_EXERCISE REQUIREMENTS_: Pick out every line in the entries below that contains the string "wave". Case counts, so only lines where the letters match in case qualify.

_STORED RECORDS_:
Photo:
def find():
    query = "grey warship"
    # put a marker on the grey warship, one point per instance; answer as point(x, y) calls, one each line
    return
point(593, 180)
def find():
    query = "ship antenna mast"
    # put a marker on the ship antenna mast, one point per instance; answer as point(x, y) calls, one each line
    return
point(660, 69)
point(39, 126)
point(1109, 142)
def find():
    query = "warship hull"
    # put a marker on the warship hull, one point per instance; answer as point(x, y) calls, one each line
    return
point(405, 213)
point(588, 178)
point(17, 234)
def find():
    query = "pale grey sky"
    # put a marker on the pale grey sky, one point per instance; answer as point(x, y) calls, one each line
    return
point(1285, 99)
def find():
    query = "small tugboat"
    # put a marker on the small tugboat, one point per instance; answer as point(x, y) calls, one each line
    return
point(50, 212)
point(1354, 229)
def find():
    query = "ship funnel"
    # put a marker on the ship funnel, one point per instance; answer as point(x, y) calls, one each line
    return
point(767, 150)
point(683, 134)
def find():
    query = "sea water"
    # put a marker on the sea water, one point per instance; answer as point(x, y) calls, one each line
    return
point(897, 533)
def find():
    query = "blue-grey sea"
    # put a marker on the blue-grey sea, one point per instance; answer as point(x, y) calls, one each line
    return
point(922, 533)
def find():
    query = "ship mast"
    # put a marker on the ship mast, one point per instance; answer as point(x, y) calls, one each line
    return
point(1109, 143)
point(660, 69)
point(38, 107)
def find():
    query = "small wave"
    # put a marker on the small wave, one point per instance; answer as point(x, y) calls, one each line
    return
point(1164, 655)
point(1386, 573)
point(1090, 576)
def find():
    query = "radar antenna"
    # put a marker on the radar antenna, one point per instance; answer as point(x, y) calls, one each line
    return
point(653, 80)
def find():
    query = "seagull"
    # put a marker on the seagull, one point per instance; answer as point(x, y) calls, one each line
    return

_RIGHT ANSWER_:
    query = "small wave"
    # put a marker on the small wave, one point per instance; answer as point(x, y) calls, one each line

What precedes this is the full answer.